I am able to call AWS Textract to read an image from my local path. How can I integrate this textract code to read the image uploaded onto a created S3 bucket with the S3 bucket codes.
Working Textract Code to textract images from local path
package aws.cloud.work;
import java.io.File;
import java.io.FileInputStream;
import java.io.FileWriter;
import java.io.IOException;
import java.nio.ByteBuffer;
import java.io.InputStream;
import org.json.simple.JSONArray;
import org.json.simple.JSONObject;
import com.amazonaws.auth.AWSStaticCredentialsProvider;
import com.amazonaws.auth.BasicAWSCredentials;
import com.amazonaws.regions.Regions;
import com.amazonaws.services.textract.AmazonTextract;
import com.amazonaws.services.textract.AmazonTextractClientBuilder;
import com.amazonaws.services.textract.model.DetectDocumentTextRequest;
import com.amazonaws.services.textract.model.DetectDocumentTextResult;
import com.amazonaws.services.textract.model.Document;
import com.amazonaws.util.IOUtils;
public class TextractDemo {
static AmazonTextractClientBuilder clientBuilder = AmazonTextractClientBuilder.standard()

■ Dataset content

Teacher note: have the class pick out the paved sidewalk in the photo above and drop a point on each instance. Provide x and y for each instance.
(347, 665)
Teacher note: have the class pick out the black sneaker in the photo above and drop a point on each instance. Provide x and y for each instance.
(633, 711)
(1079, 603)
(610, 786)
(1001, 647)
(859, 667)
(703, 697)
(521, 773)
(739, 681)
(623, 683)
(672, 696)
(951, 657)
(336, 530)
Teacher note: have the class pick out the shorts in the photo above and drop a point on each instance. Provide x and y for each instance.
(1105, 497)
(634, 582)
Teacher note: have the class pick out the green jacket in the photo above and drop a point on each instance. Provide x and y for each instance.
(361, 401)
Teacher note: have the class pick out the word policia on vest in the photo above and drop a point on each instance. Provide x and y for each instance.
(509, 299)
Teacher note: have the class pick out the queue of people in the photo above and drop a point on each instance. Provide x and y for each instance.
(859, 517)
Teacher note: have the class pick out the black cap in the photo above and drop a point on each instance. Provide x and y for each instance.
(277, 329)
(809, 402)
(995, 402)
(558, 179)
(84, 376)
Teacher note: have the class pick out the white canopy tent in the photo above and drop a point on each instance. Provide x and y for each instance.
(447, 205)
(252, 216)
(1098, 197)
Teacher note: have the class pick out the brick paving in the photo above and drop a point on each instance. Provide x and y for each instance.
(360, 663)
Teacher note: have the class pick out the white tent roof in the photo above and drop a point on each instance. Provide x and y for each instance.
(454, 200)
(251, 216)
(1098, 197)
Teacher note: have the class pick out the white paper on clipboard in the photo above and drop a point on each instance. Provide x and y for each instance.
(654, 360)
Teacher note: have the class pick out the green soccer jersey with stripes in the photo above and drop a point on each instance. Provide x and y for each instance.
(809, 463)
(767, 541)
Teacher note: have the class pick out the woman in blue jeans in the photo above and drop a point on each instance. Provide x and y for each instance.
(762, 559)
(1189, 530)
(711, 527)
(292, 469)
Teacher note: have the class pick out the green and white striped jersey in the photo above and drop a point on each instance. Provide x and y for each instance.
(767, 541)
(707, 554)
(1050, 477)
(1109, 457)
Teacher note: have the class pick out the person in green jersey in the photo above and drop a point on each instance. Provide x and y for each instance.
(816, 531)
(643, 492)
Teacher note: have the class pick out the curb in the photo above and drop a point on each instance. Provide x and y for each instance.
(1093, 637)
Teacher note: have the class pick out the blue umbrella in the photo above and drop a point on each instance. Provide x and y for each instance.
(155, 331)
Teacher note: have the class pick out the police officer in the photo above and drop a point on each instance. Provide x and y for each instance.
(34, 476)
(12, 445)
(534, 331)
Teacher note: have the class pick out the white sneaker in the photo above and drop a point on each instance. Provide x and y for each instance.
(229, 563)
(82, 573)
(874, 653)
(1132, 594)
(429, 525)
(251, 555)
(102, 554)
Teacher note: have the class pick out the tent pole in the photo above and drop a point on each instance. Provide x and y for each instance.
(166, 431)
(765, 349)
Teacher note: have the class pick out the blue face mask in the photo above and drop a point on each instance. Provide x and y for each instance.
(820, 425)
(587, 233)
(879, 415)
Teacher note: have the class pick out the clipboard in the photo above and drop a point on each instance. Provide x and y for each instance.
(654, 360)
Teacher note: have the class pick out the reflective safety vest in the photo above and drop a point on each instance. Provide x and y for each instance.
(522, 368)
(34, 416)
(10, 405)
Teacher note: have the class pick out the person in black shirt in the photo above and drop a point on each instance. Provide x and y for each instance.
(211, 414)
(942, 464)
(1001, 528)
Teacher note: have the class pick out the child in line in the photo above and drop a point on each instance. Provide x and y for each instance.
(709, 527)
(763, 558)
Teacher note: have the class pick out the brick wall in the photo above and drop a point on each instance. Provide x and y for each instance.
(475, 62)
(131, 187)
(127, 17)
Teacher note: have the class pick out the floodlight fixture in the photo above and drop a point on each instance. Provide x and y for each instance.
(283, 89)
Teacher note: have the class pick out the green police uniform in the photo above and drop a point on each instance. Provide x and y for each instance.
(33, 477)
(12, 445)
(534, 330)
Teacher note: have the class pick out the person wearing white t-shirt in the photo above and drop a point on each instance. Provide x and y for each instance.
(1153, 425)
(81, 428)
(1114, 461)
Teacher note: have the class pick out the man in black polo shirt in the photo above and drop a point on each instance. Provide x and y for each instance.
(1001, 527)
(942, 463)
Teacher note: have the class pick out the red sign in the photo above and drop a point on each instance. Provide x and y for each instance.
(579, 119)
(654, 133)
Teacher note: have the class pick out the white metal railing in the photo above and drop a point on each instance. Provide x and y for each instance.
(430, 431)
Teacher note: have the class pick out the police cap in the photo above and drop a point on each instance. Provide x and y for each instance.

■ Given request
Rewrite the AWS Textract post between "I am able to" and "S3 bucket codes.", inclusive, changing "image" to "document".

■ Written solution
I am able to call AWS Textract to read an document from my local path. How can I integrate this textract code to read the document uploaded onto a created S3 bucket with the S3 bucket codes.